#### RECORD EXCERPTS ####

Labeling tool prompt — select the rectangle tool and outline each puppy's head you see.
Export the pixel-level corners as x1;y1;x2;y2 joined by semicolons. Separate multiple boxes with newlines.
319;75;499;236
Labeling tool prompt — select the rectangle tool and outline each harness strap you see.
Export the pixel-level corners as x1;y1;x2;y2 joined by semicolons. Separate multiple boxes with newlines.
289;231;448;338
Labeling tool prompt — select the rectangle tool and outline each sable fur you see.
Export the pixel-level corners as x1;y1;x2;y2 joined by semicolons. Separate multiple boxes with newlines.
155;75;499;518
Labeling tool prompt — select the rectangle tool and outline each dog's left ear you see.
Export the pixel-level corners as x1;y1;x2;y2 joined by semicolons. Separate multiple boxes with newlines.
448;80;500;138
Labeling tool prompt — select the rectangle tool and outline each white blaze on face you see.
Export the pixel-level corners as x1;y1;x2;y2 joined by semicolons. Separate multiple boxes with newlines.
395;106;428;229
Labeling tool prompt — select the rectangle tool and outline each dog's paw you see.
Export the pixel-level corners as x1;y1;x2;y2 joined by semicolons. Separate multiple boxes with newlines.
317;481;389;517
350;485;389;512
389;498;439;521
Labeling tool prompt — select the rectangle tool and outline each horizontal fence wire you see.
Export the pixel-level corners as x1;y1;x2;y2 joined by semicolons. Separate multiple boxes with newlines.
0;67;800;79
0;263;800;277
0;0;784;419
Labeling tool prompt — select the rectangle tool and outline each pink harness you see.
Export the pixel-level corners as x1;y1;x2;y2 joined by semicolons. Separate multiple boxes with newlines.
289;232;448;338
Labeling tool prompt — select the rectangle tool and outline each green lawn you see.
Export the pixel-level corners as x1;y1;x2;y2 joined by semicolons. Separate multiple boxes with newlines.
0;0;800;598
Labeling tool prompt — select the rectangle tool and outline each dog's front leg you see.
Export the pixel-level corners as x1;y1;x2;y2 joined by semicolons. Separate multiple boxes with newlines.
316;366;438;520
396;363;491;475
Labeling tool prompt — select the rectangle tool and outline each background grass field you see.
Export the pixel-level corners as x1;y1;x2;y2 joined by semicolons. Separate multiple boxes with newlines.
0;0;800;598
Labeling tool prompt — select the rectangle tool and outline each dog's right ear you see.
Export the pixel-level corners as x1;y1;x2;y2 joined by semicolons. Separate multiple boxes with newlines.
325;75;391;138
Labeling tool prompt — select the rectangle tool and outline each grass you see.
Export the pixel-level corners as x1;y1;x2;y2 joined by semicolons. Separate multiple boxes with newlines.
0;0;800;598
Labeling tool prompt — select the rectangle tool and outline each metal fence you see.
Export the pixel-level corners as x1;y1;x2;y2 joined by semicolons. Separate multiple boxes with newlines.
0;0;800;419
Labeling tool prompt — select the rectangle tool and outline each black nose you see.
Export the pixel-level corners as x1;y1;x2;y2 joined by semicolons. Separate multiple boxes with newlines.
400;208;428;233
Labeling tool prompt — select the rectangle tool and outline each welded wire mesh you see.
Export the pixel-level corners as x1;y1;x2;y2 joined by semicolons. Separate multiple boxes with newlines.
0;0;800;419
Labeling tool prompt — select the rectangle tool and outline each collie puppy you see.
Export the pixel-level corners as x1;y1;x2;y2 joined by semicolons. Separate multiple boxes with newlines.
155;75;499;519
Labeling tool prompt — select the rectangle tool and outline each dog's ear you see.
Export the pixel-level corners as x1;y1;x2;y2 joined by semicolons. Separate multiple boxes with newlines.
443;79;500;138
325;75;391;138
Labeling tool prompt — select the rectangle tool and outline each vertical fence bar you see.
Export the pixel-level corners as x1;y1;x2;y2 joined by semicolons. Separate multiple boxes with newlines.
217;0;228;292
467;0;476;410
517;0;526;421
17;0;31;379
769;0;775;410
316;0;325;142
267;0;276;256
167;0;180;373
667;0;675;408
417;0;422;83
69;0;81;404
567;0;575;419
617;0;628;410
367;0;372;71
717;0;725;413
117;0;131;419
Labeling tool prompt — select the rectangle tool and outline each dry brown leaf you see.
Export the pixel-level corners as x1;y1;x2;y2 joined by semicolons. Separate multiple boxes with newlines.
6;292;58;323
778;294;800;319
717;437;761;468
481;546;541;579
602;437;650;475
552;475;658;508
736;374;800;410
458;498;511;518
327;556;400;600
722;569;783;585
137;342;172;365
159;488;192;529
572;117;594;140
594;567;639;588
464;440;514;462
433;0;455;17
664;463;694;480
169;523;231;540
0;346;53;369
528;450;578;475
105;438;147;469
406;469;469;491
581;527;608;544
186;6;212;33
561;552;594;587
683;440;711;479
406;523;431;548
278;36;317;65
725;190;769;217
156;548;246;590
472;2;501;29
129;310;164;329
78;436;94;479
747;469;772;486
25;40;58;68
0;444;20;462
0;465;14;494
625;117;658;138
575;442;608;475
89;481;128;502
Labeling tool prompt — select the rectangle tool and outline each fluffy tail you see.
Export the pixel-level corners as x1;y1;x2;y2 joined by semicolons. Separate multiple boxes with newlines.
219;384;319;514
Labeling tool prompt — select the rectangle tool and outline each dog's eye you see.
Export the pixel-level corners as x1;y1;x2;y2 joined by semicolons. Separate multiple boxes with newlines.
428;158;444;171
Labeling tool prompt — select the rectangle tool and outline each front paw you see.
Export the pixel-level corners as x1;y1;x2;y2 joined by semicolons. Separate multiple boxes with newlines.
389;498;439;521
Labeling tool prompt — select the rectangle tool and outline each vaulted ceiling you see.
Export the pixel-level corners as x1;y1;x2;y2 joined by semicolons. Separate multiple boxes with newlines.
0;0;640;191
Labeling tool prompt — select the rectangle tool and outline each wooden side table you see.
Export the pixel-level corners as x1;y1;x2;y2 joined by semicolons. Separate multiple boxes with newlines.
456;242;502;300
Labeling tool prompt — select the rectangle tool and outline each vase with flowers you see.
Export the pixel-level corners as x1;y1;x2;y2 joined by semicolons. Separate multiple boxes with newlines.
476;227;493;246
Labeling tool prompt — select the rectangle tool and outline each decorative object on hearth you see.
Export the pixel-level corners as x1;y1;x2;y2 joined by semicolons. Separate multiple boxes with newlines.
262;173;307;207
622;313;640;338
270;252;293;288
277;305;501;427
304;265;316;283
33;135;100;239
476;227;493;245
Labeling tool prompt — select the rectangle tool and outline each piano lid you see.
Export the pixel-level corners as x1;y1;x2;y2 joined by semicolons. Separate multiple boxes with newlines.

####

[GIVEN PROBLEM]: Rewrite all of the rows above, substituting "box tool" for "rectangle tool" and changing nothing else.

[SOLUTION TO THE PROBLEM]:
Labeling tool prompt — select the box tool and outline each puppy's head you see.
Export the pixel-level corners as x1;y1;x2;y2 joined by semicolons. Separate multiple boxes with newlines.
319;75;499;236
Labeling tool prompt — select the box tool and outline each harness strap you see.
Export the pixel-level corners as x1;y1;x2;y2 joined by semicolons. Separate multiple boxes with newlines.
289;231;448;338
Labeling tool prompt — select the box tool and outline each sable fur you see.
Export the pixel-level corners as x1;y1;x2;y2 joined by semicolons. Separate multiple boxes with newlines.
155;75;499;518
Labeling tool prompt — select the box tool and outline each dog's left ear you see.
Export the pixel-level corners as x1;y1;x2;y2 joined by semicolons. Separate multiple boxes with newlines.
448;80;500;138
Labeling tool prompt — select the box tool and outline each white blaze on face you see.
Export the pixel-level corners as x1;y1;x2;y2 joined by semicolons. Separate multiple boxes with newlines.
395;106;428;229
Labeling tool prompt — select the box tool and outline each dog's paw you see.
Export the pixel-level corners as x1;y1;x2;y2 joined by semicolons. Separate multiple boxes with newlines.
317;481;389;517
350;485;389;512
389;498;439;521
Labeling tool prompt — select the box tool and outline each horizontal fence wire you see.
Export the pixel-level corners as x1;y1;x2;y2 joined by semicolons. Separate multiple boxes with newlines.
0;67;800;79
0;263;800;277
0;0;784;419
Labeling tool prompt — select the box tool and outline each pink harness you see.
Export the pixel-level corners as x1;y1;x2;y2 joined by semicolons. Separate multiple boxes with newlines.
289;232;448;338
Labeling tool prompt — select the box tool and outline each green lawn you see.
Export the pixel-level corners as x1;y1;x2;y2 joined by semicolons. Separate multiple boxes with newlines.
0;0;800;598
Labeling tool prompt — select the box tool and outline each dog's front leg you see.
Export the pixel-level corners as x1;y1;x2;y2 joined by semicolons. Separate multiple boxes with newlines.
316;366;438;520
396;363;491;475
Labeling tool prompt — select the box tool and outline each background grass field you see.
Export the pixel-level corners as x1;y1;x2;y2 joined by semicolons. Separate multiple boxes with newlines.
0;0;800;598
Labeling tool prompt — select the box tool and outline each dog's right ear you see.
Export the pixel-level corners as x1;y1;x2;y2 joined by semicolons. Separate multiple boxes with newlines.
325;75;391;138
Labeling tool prompt — select the box tool and outline each grass you see.
Export the pixel-level corners as x1;y1;x2;y2 joined by semicolons. Separate multiple boxes with newlines.
0;0;800;598
Labeling tool prompt — select the box tool and outline each metal fence you see.
Export the pixel-level corners as x1;y1;x2;y2 joined by semicolons. Separate multiple boxes with newlines.
0;0;800;419
Labeling tool prompt — select the box tool and outline each black nose you see.
Export the pixel-level corners as x1;y1;x2;y2 joined by semicolons. Separate multiple boxes with newlines.
400;208;428;233
Labeling tool prompt — select the box tool and outline each welded wire mesh you see.
Export the pixel-level corners as x1;y1;x2;y2 joined by semicolons. Separate multiple boxes with newlines.
0;0;800;419
Labeling tool prompt — select the box tool and outline each collie puppy you see.
Export the pixel-level corners as x1;y1;x2;y2 joined by semicolons. Separate multiple boxes with newlines.
155;75;499;519
Labeling tool prompt — select the box tool and outline each dog's ear you see.
Export the pixel-level corners as x1;y1;x2;y2 joined by semicolons. Separate multiple boxes with newlines.
443;79;500;138
325;75;391;138
Labeling tool prompt — select the box tool and outline each vertical fence bar you see.
Export the pixel-level corners as x1;y1;x2;y2 joined by semicolons. Separate multiple boxes with newlines.
217;0;228;292
467;0;476;410
517;0;526;421
17;0;31;379
769;0;775;410
316;0;325;142
267;0;276;256
167;0;180;373
667;0;675;408
417;0;422;83
69;0;81;404
567;0;575;419
617;0;628;410
367;0;372;71
717;0;725;413
117;0;131;419
Labeling tool prompt — select the box tool and outline each dry brown leaf you see.
Export the pixel-level corners as x1;y1;x2;y2 joined by semicolons. Separate multiple boxes with newlines.
6;292;58;323
778;294;800;319
717;437;761;468
481;546;541;579
602;437;650;475
552;475;658;508
736;374;800;410
458;498;511;518
327;556;400;600
722;569;783;585
137;342;172;365
159;488;192;529
572;117;594;140
594;567;639;588
464;440;514;462
433;0;455;17
664;463;694;480
169;523;231;540
0;346;53;369
528;450;578;475
105;438;147;469
406;469;469;491
581;527;608;544
186;6;212;33
561;552;594;587
683;440;711;479
406;523;431;548
278;36;317;65
725;190;769;217
156;548;246;590
472;2;501;29
129;310;164;329
78;436;94;479
747;469;772;486
25;40;58;68
0;444;20;462
0;465;14;494
625;117;658;138
575;442;608;475
89;481;128;502
Labeling tool prompt — select the box tool and outline each fluffy tail you see.
Export the pixel-level corners as x1;y1;x2;y2 joined by semicolons. Separate multiple boxes with newlines.
219;384;319;514
Labeling tool prompt — select the box tool and outline each dog's eye you see.
Export the pixel-level corners as x1;y1;x2;y2 joined by semicolons. Separate multiple boxes with newlines.
428;158;444;171
Labeling tool prompt — select the box tool and outline each front paw you see.
Export the pixel-level corners as x1;y1;x2;y2 joined by semicolons. Separate multiple boxes with newlines.
389;498;439;521
Labeling tool prompt — select the box tool and outline each vaulted ceiling you see.
Export the pixel-level corners as x1;y1;x2;y2 joined by semicolons. Separate multiple boxes with newlines.
0;0;640;191
Labeling tool prompt — select the box tool and outline each wooden side table you see.
Export the pixel-level corners as x1;y1;x2;y2 joined by semicolons. Separate multiple boxes with newlines.
456;242;502;300
Labeling tool prompt — select the box tool and outline each vase with flowers you see.
Export the pixel-level corners as x1;y1;x2;y2 joined by semicolons. Separate multiple boxes with newlines.
476;227;493;246
Labeling tool prompt — select the box tool and outline each decorative object on hearth you see.
Export the pixel-level corners as x1;y1;x2;y2 joined by semicolons. Separate multiple boxes with newlines.
262;173;307;207
622;313;640;338
270;252;293;288
277;305;501;427
304;265;316;283
33;135;100;239
476;227;493;245
Labeling tool prompt — select the box tool and outline each piano lid you see.
Export the pixel-level corners as x1;y1;x2;y2 joined by semicolons. Separate multiple boxes with newlines.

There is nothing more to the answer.